# Korean art haters



## mystic warrior (Apr 1, 2006)

I have notice a trend in the martial arts Internet forum family. What is meant to be use to talk about ideas is now being use for hidden agendas by people that either are from other styles that are hating or they are the students of former students that were kicked out for what ever reason that they are no longer in the art anymore.
I see this trend and it saddens me to think that people who do that, they think that they are helping but the truth is they are giving a black eye to all martial arts Korean or not.
So why do you think they do it.
And is there away to kill the hate that is in the Korean arts on the net.
Just a thought.


----------



## tshadowchaser (Apr 1, 2006)

Fist I no longer study a Korean Art I made my ranks and left on my own.

Now I feel that olimpic style fighting  has too many holes in it for most people. Not sayong olimpic style fightes ar not good just that the lack of hands makes most people say  HHHMMMM.

2nd  Having been in more than a couple Korean style TKD schools I only got the impression in only 2 of them that the instructor would fare well in the street. In tournaments or a one on one maybe but in a street fight most likely not.  again not trying to bash anyone

3rd  The fact that many on TKD seem to change from system/oganisation to organiation and advance in rank each time puts a poor light on what that rank is worth.

4th  6,7, and 8 year old black belts

5. The act that many(most?) Korean stylests seem to think that no other art has anything of value

These are only a few o my personal thoughts on what you asked and are not mebt to bash  anyone


----------



## mystic warrior (Apr 1, 2006)

tshadowchaser said:
			
		

> Fist I no longer study a Korean Art I made my ranks and left on my own.
> 
> Now I feel that olimpic style fighting has too many holes in it for most people. Not sayong olimpic style fightes ar not good just that the lack of hands makes most people say HHHMMMM.
> 
> ...


In some ways you made my point and on some things that you have said I do agree with.
The kid black belt thing bugs me but what you gonna do.
And I'm not one of the (most) that thinks that only good art is a korean art. I think the bujinkan is a good system.
And some old school karate is good.
But it is more about the person training in the art, than the art. Also along the same line of that TKD teacher that might not be able to handle themselves in a fight.
That is not the matter, is question is can you. With that that person male or female has tought you.


----------

-- -- --

**PROBLEM**
Answer these questions about the thread on Korean art haters, marking each answer with its question's letter.
(a) In the opening post, which two kinds of people are said to be using the forums for hidden agendas?
(b) In how many of the Korean style TKD schools did tshadowchaser get the impression that the instructor would fare well in the street?
(c) Which system does mystic warrior call a good system in the reply to tshadowchaser?

**RECORDED DATA**
-- -- --

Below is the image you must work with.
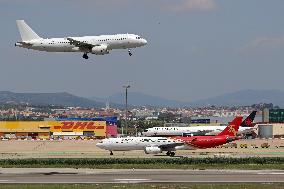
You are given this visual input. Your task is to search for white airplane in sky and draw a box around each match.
[15,20,147,59]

-- -- --

**RESULT OF THIS TASK**
(a) People from other styles who are hating, and the students of former students who were kicked out.
(b) Two.
(c) The bujinkan.